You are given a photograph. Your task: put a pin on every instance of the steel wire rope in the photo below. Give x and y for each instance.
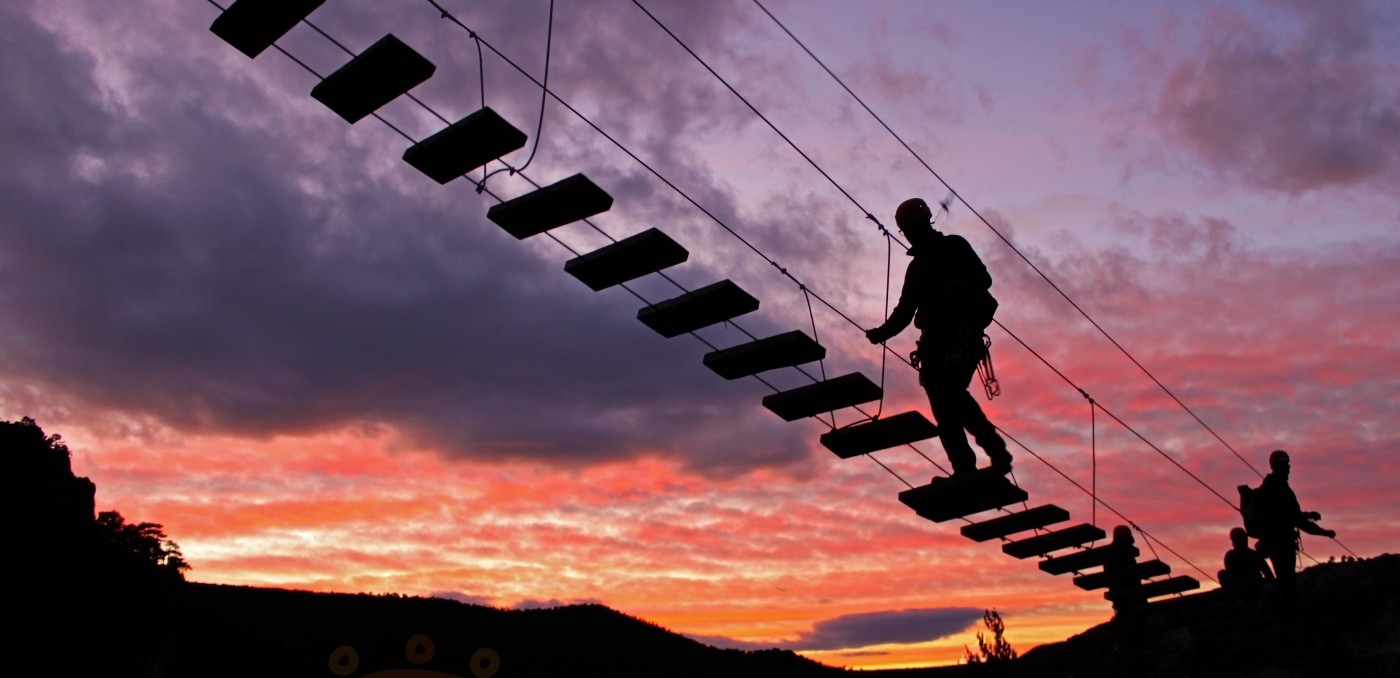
(1140, 366)
(543, 98)
(741, 238)
(660, 177)
(482, 188)
(1103, 503)
(1203, 483)
(697, 58)
(774, 128)
(786, 273)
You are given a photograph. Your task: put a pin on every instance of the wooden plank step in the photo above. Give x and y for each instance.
(252, 25)
(626, 259)
(464, 146)
(879, 434)
(1085, 559)
(1154, 590)
(1126, 576)
(549, 208)
(1059, 540)
(1019, 521)
(951, 497)
(699, 308)
(780, 350)
(829, 395)
(373, 79)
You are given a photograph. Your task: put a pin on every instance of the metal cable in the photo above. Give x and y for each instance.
(1140, 366)
(1116, 418)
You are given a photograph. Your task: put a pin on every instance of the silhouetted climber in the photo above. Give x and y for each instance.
(945, 296)
(1122, 541)
(1246, 576)
(1271, 514)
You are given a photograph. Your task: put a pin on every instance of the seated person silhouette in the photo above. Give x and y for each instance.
(1246, 575)
(1122, 540)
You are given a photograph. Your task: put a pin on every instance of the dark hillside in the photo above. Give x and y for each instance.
(241, 631)
(1347, 622)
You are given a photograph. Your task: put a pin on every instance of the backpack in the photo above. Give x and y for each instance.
(1252, 510)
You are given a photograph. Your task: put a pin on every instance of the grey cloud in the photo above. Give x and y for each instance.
(186, 236)
(553, 603)
(865, 629)
(728, 643)
(462, 597)
(886, 628)
(1291, 111)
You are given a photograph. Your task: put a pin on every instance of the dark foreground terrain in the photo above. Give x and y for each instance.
(1347, 624)
(94, 596)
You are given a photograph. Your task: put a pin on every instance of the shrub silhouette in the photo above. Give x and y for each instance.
(997, 649)
(143, 542)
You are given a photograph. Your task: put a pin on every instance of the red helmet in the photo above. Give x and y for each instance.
(913, 210)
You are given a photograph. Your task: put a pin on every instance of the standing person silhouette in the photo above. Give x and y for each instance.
(945, 296)
(1281, 520)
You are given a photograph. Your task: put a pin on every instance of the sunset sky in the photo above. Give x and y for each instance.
(318, 369)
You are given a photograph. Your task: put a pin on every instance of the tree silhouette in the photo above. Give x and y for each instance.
(143, 541)
(997, 649)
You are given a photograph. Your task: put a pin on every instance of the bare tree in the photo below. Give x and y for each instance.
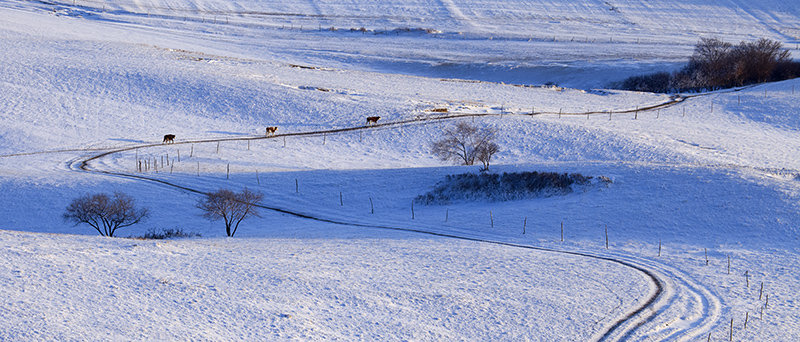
(231, 207)
(485, 153)
(104, 213)
(464, 143)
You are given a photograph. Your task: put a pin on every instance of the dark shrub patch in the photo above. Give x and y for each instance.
(162, 234)
(716, 64)
(505, 187)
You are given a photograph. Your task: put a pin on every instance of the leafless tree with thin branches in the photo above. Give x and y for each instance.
(463, 143)
(231, 207)
(105, 213)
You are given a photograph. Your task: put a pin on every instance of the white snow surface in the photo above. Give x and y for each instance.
(697, 184)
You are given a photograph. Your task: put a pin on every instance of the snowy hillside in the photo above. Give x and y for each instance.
(704, 186)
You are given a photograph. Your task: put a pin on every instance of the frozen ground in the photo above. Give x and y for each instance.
(715, 174)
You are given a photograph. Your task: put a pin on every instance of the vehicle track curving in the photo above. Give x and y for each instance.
(668, 286)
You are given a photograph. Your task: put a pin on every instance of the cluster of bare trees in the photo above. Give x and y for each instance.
(230, 207)
(107, 214)
(717, 64)
(464, 143)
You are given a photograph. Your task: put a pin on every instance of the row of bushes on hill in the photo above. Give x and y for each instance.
(503, 187)
(716, 64)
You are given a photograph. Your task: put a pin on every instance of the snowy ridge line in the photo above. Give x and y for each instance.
(657, 282)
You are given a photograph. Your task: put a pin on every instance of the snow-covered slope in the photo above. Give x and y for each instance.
(714, 174)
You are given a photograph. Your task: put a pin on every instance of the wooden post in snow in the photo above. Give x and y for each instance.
(524, 225)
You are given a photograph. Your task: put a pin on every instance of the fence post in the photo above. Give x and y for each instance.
(524, 225)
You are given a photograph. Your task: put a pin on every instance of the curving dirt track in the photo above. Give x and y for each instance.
(672, 292)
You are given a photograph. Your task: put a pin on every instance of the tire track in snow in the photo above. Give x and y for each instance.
(662, 296)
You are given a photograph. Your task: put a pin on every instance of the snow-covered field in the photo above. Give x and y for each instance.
(698, 183)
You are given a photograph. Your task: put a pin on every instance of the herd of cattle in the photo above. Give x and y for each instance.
####
* [TASK PROMPT] Print out the lines exactly, skipping any picture.

* [THE SOLUTION]
You are given a photograph. Your task: put a pin on every instance of the steel wire rope in the photo below. Give x and y for each instance.
(1140, 366)
(543, 98)
(741, 238)
(660, 177)
(482, 188)
(1103, 503)
(1203, 483)
(697, 58)
(774, 128)
(786, 273)
You are given a photograph. Your task: put a pin on every instance of the wooden plank step in the photo above. Give x and y for each instance.
(252, 25)
(626, 259)
(464, 146)
(879, 434)
(1085, 559)
(1154, 590)
(1126, 576)
(549, 208)
(1059, 540)
(1019, 521)
(951, 497)
(699, 308)
(780, 350)
(829, 395)
(373, 79)
You are given a photograph. Your task: put a pin on every instance of the metal cable in the photo above. Give x and y for each instance.
(1140, 366)
(1116, 418)
You are given a photograph. Your task: put a pin on every instance of the silhouetted climber in the photo above. Give x and y for each instance.
(945, 296)
(1122, 541)
(1246, 576)
(1271, 514)
You are given a photograph. Your task: put a pin on every instance of the seated person silhouette in the photo above. Give x and y for each instance.
(1246, 575)
(1122, 540)
You are given a photograph. Your task: put a pin on every instance of the dark hillside in the photo above. Give x and y for each instance.
(241, 631)
(1347, 622)
You are given a photograph. Your task: put a pin on every instance of the backpack in the photo above. Give x and y for each instance.
(1252, 510)
You are given a photograph. Your task: put a pin on every instance of the grey cloud in the photo above. Give x and y for each instance.
(186, 236)
(553, 603)
(865, 629)
(728, 643)
(462, 597)
(886, 628)
(1291, 111)
You are given a photograph. Your task: put a pin on every instance of the dark foreground terrain in the photo above. Give x and y for each instance.
(1347, 624)
(94, 596)
You are given a photograph. Your task: put a pin on every instance of the shrub silhouette in the photo above. Give x and y for each instance.
(997, 649)
(143, 542)
You are given a photograph. Your task: put a pin on every instance of the red helmet in the photo above. Give x and y for each instance.
(913, 210)
You are given a photograph. Your task: put a pin on every instance of the standing person silhouette in the photo above. Give x and y for each instance.
(945, 296)
(1281, 520)
You are given a photograph. Your task: put a pin on every instance of the sunset sky in the photo above. Give x and y for each instance.
(318, 369)
You are given a photograph. Your task: put a pin on every instance of the tree silhouette in the photo above. Give x and y for each instance.
(143, 541)
(997, 649)
You are given a photograph. Your task: put a pin on every instance of the bare tree in the photo below. Give x and y for each instance.
(231, 207)
(485, 153)
(104, 213)
(464, 143)
You are given a photograph. Your task: put a pin on every instance of the dark shrub patch in the photo above. Give x and y for each instance.
(162, 234)
(716, 64)
(505, 187)
You are given a photograph. Your task: put a pin on every instance of the leafless tree with thin branches in the photo above. Give x and y for each instance.
(463, 143)
(231, 207)
(105, 213)
You are given a photograph. Your task: put a pin on every instance of the white snow surface in the photo above. Give x and y for each instance.
(697, 184)
You are given a photograph. Your task: put a pin on every instance of the snowy hillside in the photo above. Give x and y for each instance.
(704, 186)
You are given a photograph. Your task: put a pin on every instance of the frozen ground in the photo above. Give x and y for each instance.
(715, 174)
You are given a photograph. Your task: put a pin on every instance of the vehicle track curving in the photo above. Give x and y for each instance.
(668, 286)
You are given a photograph. Your task: put a pin on every instance of the cluster of bare trees in the photo above. Give x and y for each instance.
(230, 207)
(107, 214)
(717, 64)
(464, 143)
You are given a photograph. Your task: put a pin on every instance of the row of bushes on hill in the photo above. Give x and y for each instance.
(503, 187)
(716, 64)
You are given a photograph. Your task: put a pin on every instance of the snowy ridge line in the photo above. Give x and y for each instance.
(657, 282)
You are given a photograph. Your task: put a pin on every instance of the snow-covered slope in the photo above. Give x and y for each instance.
(714, 174)
You are given a photograph. Your task: put a pin on every instance of the wooden post in snow in the photo above. Give x and y for each instance.
(524, 225)
You are given a photograph. Your task: put a pin on every instance of the fence post in the photo above. Give x and y for each instance.
(524, 225)
You are given a photograph. Your task: put a pin on every instance of the curving dirt track in the photo above. Give x and y for each instance.
(672, 292)
You are given a photograph. Your task: put a pin on every instance of the tire track in snow in the photo above. Give x and y for each instance.
(662, 296)
You are given a photograph. Your task: put a pin on every instance of the snow-covered field in the photo above. Give x and y for each instance.
(698, 183)
You are given a photograph. Your task: put a pin on every instance of the herd of cattle in the photo above. Give x and y for each instance.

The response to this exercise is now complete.